REQUIREMENT
Print every line of the data below without changing a single character.

Collection entries
────────

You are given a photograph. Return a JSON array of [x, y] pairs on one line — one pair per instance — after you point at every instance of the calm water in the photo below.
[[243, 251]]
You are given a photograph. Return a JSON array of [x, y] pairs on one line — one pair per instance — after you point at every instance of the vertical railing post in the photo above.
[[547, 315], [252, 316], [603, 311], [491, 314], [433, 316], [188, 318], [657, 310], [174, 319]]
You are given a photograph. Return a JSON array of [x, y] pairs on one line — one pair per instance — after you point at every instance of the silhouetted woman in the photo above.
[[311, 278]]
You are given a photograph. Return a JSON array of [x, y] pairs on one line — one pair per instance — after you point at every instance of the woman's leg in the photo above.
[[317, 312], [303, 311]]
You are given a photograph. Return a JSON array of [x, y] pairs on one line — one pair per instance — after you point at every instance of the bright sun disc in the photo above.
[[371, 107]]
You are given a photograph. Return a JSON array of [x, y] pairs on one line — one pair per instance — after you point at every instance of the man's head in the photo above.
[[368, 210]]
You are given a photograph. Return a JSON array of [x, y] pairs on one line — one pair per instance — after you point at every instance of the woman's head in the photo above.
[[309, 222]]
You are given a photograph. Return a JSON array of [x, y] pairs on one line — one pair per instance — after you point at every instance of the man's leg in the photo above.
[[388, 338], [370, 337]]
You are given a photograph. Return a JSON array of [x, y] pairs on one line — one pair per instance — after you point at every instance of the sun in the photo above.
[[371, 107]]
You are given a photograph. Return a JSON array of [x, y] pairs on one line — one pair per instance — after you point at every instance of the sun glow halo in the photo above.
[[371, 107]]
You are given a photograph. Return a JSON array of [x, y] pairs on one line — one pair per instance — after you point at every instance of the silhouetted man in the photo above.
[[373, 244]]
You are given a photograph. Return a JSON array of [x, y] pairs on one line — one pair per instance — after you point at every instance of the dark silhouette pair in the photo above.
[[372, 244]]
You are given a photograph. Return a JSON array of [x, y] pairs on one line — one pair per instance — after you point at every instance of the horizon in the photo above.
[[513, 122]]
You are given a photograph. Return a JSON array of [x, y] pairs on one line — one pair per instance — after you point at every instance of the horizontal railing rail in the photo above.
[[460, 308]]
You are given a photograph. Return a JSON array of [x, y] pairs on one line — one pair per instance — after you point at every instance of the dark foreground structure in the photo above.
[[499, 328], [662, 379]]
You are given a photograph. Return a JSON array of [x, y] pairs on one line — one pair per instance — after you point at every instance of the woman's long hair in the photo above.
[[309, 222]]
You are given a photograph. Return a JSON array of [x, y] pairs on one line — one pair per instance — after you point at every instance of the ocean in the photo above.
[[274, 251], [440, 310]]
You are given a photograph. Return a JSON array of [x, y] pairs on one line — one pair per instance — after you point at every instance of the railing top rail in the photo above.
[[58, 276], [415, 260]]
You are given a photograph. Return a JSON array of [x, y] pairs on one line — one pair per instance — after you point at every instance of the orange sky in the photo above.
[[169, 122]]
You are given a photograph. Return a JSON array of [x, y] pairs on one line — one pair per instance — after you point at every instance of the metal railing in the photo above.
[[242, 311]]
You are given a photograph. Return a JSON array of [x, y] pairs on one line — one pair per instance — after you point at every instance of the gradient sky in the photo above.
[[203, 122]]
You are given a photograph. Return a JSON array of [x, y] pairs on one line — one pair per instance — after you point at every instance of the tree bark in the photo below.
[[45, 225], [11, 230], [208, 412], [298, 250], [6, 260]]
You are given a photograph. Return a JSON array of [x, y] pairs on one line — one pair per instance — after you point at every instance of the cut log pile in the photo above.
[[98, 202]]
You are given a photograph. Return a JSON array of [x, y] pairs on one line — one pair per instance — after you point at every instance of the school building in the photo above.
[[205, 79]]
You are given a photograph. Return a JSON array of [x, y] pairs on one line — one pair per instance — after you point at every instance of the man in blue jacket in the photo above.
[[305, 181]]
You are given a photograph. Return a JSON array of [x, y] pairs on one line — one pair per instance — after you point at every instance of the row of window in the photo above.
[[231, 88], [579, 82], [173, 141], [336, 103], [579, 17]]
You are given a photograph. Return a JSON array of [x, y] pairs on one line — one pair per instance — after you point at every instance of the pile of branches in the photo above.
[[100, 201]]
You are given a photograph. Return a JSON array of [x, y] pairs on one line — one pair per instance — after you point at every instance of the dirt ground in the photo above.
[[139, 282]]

────────

FULL ANSWER
You are given a photograph. Return a JSON array of [x, y] pairs on one line — one pair per instance — after you point at every instance of the calm water in the photo below.
[[243, 251]]
You are given a photograph. Return a JSON array of [x, y] pairs on one line — one pair per instance — after you point at every instance of the vertical railing post in the photo above.
[[547, 315], [252, 316], [603, 311], [491, 314], [433, 316], [188, 318], [657, 310], [174, 319]]
You are given a photograph. Return a JSON array of [x, y] pairs on one line — one pair per instance — after you point at every instance of the silhouetted woman in the photo above.
[[311, 278]]
You are given a photograph. Return a JSON array of [x, y] pairs on one line — one pair per instance — after you point at every instance of the woman's leg in the photo above.
[[317, 312], [303, 311]]
You are given a photograph. Return a JSON array of [x, y] pairs on one line — one pair per instance — after you point at every instance of the bright sun disc in the photo above.
[[371, 107]]
You are given a photograph. Return a JSON array of [x, y] pairs on one line — one pair per instance — after you point at every instance of the man's head in the photo above.
[[368, 210]]
You are given a photograph. Return a JSON array of [x, y] pairs on one line — one pair per instance — after you point at every instance of the woman's head in the photo above.
[[309, 222]]
You are given a photograph. Return a JSON array of [x, y] pairs on one line — one pair per instance — after you point at every instance of the man's leg in the photo above.
[[388, 338], [370, 337]]
You are given a photograph. Return a JSON array of [x, y] pairs on one line — one pair per instance — after you point at every instance of the sun in the photo above.
[[371, 107]]
You are given a photograph. Return a JSON array of [x, y] pairs on one line — one pair per instance — after you point at every instance of the sun glow halo in the photo above.
[[371, 107]]
You are given a photograph. Return a JSON array of [x, y] pairs on one line — one pair per instance — after you point at every instance of the silhouetted man in the photo above.
[[373, 244]]
You are given a photograph. Return a JSON array of [x, y] pairs on one line — one pair per instance — after you point at every instance of the dark silhouette pair in the photo above.
[[372, 244]]
You are given a photograph. Return a JSON array of [x, y] pairs on one line — one pair per instance — after you point at every instance of the horizon in the photo above.
[[513, 122]]
You are given a photograph. Return a JSON array of [x, y] pairs on one line — one pair per instance — after you point at every instance of the horizontal railing rail in the photo above.
[[460, 308]]
You are given a photograph. Return a JSON array of [x, y] pairs on one line — one pair per instance — after you point at every instance of the dark foreground structure in the photo above.
[[499, 328], [662, 379]]
You are given a photograph. Return a JSON array of [x, y] pairs on one line — one pair per instance — after you point at every instance of the woman's long hair in the photo above.
[[309, 222]]
You are given a photograph. Return a JSON array of [x, y] pairs on one line — one pair per instance — after you point at every instance of the ocean in the photo above.
[[274, 251], [440, 310]]
You are given a photograph. Return a JSON array of [x, y] pairs on one line — one pair per instance — after you point at every instance of the railing top rail in the photo above.
[[58, 276], [415, 260]]
You are given a photograph. Return a JSON array of [x, y] pairs on one line — one pair per instance — after you point at every instance of the orange sky in the photo above.
[[169, 122]]
You are given a photograph. Return a JSON array of [x, y] pairs on one line — one pair per instance — after you point at every instance of the metal railing in the photo above.
[[242, 311]]
You are given a photograph. Return a JSON array of [x, y] pairs on one line — one pair per instance — after you point at every instance of the gradient sky in the photo above.
[[203, 122]]
You are given a photograph. Return a JSON array of [x, y] pairs on one line — one pair per instance — after you point at every instance of the tree bark in the photo below.
[[45, 225], [11, 230], [208, 412], [298, 250], [6, 260]]
You are given a photograph. Return a JSON array of [x, y] pairs on one line — one pair per instance — after you point at every instance of the cut log pile in the photo above.
[[98, 202]]
You are given a photograph. Return a JSON array of [x, y] pairs on one line — one pair per instance — after you point at every instance of the school building in the photo above.
[[205, 79]]
You are given a photograph. Return a JSON array of [x, y] pairs on one line — one pair per instance — after you point at every instance of the man in blue jacket in the photo above.
[[305, 181]]
You are given a photograph. Return a JSON array of [x, y] pairs on one line — one pair per instance — after you point at every instance of the row of window in the photo above.
[[231, 88], [579, 82], [173, 141], [336, 103], [579, 17]]
You are given a photograph. Return a JSON array of [x, y] pairs on one line — one pair per instance — after you point at every instance of the pile of branches in the photo above.
[[100, 201]]
You are given a photograph. Return a JSON array of [x, y] pairs on one line — one pair per instance — after you point at every instance of the dirt ground in the photo above.
[[139, 282]]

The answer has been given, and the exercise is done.